§ **Dataset rows**
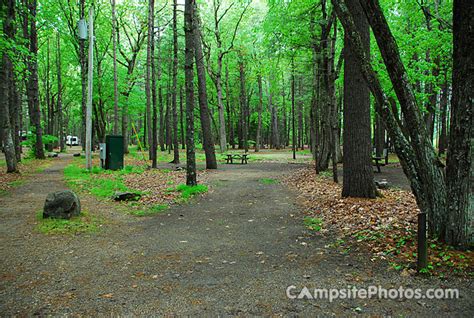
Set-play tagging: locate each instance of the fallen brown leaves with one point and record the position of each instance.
(385, 225)
(157, 185)
(26, 168)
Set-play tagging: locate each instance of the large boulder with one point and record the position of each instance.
(61, 205)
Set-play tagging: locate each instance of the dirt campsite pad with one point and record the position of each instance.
(232, 251)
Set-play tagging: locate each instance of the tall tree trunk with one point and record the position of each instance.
(33, 91)
(189, 78)
(174, 89)
(208, 142)
(160, 94)
(379, 136)
(49, 113)
(260, 107)
(358, 178)
(443, 105)
(114, 59)
(60, 94)
(6, 77)
(149, 60)
(459, 164)
(83, 64)
(243, 103)
(413, 147)
(229, 112)
(181, 118)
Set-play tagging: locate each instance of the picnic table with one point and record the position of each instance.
(242, 157)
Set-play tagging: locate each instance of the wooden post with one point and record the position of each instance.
(422, 243)
(89, 91)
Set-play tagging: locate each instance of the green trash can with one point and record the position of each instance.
(114, 152)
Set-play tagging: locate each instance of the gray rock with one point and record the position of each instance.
(61, 205)
(126, 196)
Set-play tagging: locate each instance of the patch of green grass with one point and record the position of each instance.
(326, 174)
(107, 187)
(156, 209)
(89, 181)
(189, 191)
(268, 181)
(314, 224)
(16, 183)
(84, 223)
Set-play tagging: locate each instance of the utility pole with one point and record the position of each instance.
(89, 91)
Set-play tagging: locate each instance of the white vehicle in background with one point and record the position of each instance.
(72, 140)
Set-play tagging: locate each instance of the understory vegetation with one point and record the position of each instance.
(156, 189)
(385, 226)
(83, 223)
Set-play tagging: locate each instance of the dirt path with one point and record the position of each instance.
(231, 252)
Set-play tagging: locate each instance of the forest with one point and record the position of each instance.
(344, 82)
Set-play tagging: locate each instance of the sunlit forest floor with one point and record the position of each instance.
(232, 247)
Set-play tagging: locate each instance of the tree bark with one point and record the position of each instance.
(181, 118)
(429, 166)
(260, 108)
(149, 59)
(358, 179)
(114, 59)
(243, 103)
(33, 91)
(443, 137)
(59, 103)
(189, 78)
(175, 88)
(461, 143)
(6, 77)
(208, 142)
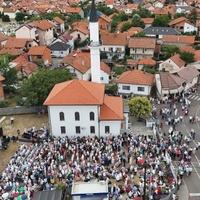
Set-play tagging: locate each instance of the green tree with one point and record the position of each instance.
(169, 50)
(162, 21)
(20, 16)
(140, 107)
(137, 22)
(35, 90)
(5, 18)
(188, 57)
(10, 74)
(193, 15)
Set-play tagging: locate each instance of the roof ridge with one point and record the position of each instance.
(88, 90)
(110, 107)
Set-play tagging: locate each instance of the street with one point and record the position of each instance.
(191, 184)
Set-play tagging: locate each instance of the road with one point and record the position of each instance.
(191, 184)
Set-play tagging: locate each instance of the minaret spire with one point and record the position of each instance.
(93, 13)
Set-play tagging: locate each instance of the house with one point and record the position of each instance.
(59, 25)
(141, 47)
(113, 44)
(79, 65)
(147, 21)
(173, 84)
(135, 82)
(40, 54)
(23, 66)
(104, 22)
(60, 49)
(19, 43)
(172, 65)
(81, 108)
(11, 12)
(3, 39)
(1, 88)
(40, 31)
(183, 25)
(146, 62)
(179, 40)
(80, 30)
(159, 32)
(73, 10)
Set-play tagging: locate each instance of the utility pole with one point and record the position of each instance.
(145, 180)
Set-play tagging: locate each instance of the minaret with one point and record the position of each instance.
(94, 44)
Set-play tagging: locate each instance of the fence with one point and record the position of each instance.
(18, 110)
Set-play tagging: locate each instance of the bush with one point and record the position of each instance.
(3, 104)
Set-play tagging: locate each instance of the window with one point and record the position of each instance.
(78, 129)
(62, 130)
(107, 129)
(125, 87)
(62, 116)
(141, 89)
(91, 116)
(92, 129)
(77, 116)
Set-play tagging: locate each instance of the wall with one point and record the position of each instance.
(115, 127)
(20, 110)
(133, 89)
(70, 122)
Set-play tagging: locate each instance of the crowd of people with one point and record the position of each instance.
(120, 161)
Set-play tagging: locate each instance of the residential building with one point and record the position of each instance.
(173, 84)
(135, 82)
(178, 40)
(79, 65)
(159, 32)
(59, 25)
(183, 25)
(1, 88)
(141, 47)
(81, 108)
(23, 66)
(113, 44)
(172, 65)
(40, 31)
(60, 49)
(40, 55)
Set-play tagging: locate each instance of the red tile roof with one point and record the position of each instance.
(76, 92)
(136, 77)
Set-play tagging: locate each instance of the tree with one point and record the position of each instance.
(20, 17)
(10, 74)
(169, 50)
(137, 22)
(105, 10)
(162, 21)
(5, 18)
(35, 90)
(140, 107)
(188, 57)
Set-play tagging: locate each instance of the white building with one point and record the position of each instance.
(135, 82)
(81, 108)
(172, 65)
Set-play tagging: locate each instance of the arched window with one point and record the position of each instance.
(62, 116)
(77, 116)
(91, 116)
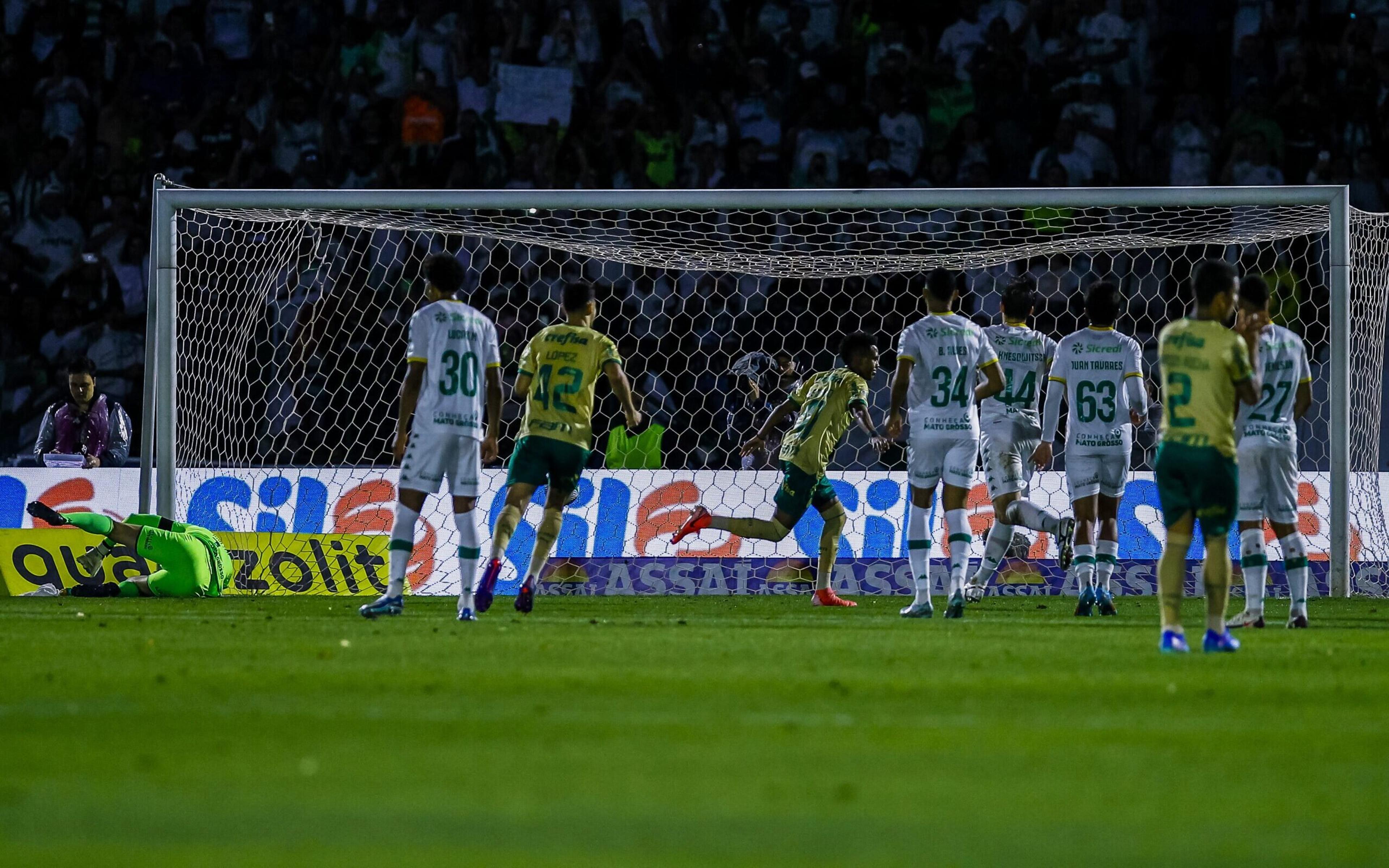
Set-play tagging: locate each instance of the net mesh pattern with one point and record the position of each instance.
(292, 323)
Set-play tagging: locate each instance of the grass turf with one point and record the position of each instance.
(681, 731)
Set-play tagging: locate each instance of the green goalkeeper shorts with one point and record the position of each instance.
(185, 570)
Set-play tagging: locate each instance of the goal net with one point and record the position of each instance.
(291, 332)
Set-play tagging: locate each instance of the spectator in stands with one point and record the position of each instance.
(769, 95)
(52, 238)
(88, 423)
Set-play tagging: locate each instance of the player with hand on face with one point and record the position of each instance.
(939, 359)
(825, 405)
(1101, 375)
(453, 367)
(1269, 461)
(1207, 371)
(556, 378)
(1010, 433)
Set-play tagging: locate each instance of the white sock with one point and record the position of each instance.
(995, 549)
(402, 546)
(957, 528)
(1106, 559)
(919, 552)
(1253, 563)
(1295, 562)
(1031, 516)
(1084, 564)
(469, 555)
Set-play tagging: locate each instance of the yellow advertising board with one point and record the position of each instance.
(266, 563)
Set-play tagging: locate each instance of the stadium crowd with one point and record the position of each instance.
(663, 94)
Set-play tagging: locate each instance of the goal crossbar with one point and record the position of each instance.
(160, 449)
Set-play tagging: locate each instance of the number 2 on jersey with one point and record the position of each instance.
(555, 398)
(462, 373)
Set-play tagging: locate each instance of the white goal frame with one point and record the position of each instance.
(159, 446)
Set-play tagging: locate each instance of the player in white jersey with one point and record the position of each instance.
(938, 357)
(1101, 375)
(1009, 434)
(453, 369)
(1267, 458)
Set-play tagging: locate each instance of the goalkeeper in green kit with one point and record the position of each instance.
(192, 562)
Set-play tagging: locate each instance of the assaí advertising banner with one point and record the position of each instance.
(616, 535)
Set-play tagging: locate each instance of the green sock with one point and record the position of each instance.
(92, 523)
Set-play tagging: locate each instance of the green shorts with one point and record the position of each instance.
(185, 563)
(799, 491)
(1198, 480)
(547, 461)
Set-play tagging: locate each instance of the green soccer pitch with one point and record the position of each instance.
(751, 731)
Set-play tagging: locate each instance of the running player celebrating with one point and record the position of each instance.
(439, 430)
(563, 363)
(825, 406)
(1206, 370)
(1010, 433)
(1269, 461)
(937, 362)
(1101, 375)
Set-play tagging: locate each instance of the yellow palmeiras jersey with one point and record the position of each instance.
(825, 402)
(564, 363)
(1202, 360)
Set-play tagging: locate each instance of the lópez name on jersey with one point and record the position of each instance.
(1094, 365)
(1284, 367)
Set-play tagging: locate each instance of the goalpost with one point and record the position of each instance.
(266, 305)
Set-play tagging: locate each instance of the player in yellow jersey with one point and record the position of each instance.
(1207, 370)
(825, 405)
(556, 377)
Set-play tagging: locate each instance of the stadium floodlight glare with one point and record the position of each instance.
(260, 298)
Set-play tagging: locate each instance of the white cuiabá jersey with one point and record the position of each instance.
(458, 344)
(1283, 365)
(1102, 373)
(1024, 357)
(946, 350)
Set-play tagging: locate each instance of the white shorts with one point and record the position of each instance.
(1007, 464)
(931, 460)
(1267, 481)
(430, 458)
(1089, 476)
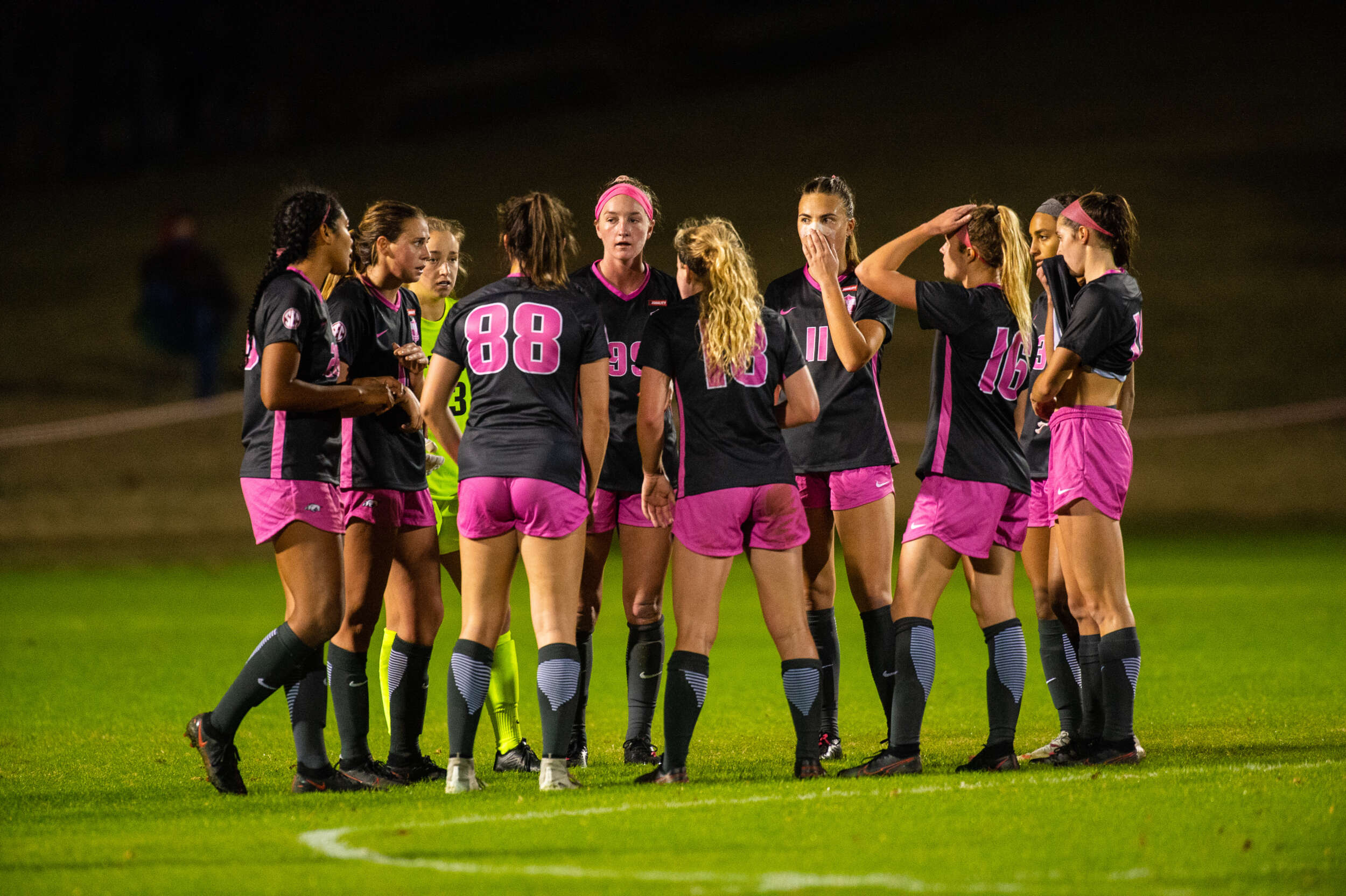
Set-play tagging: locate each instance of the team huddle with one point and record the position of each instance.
(392, 431)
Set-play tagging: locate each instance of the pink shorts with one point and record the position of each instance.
(1040, 508)
(613, 508)
(275, 503)
(389, 508)
(723, 522)
(1091, 458)
(970, 516)
(490, 506)
(844, 489)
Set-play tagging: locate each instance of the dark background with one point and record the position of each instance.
(1223, 130)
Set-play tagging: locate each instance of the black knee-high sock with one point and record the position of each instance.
(408, 688)
(583, 643)
(1006, 674)
(644, 669)
(349, 682)
(803, 680)
(913, 676)
(558, 695)
(878, 649)
(307, 700)
(684, 693)
(823, 626)
(469, 680)
(1056, 668)
(1091, 689)
(274, 662)
(1119, 667)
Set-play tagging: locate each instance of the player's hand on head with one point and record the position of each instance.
(952, 220)
(657, 500)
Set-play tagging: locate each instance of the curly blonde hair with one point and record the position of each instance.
(731, 304)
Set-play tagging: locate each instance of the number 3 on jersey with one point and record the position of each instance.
(536, 327)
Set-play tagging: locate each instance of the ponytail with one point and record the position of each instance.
(731, 306)
(297, 221)
(540, 236)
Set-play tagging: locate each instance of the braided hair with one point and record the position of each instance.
(298, 219)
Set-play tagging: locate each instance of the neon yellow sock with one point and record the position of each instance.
(502, 697)
(384, 653)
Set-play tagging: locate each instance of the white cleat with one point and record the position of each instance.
(462, 776)
(1048, 750)
(555, 775)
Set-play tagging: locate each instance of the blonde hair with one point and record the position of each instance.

§ **What to work on**
Copy the records from the line that has "Set-play tagging: locate each instance of the stadium floodlight" through the line that has "(1089, 476)", swapping "white shorts" for "black shorts" and keeping everything else identical.

§ **Output for this task**
Set-play tagging: locate each instance of the stadium floodlight glare with one point and record the position of each instance.
(260, 298)
Set-play tagging: locate each instance of the white cuiabá jersey with one point and record the position of each instance.
(458, 344)
(1283, 365)
(1102, 373)
(1024, 357)
(946, 350)
Set-play tagging: locate each instance of the black shorts with one point and record the position of each instance.
(1007, 464)
(931, 460)
(1267, 481)
(430, 458)
(1089, 476)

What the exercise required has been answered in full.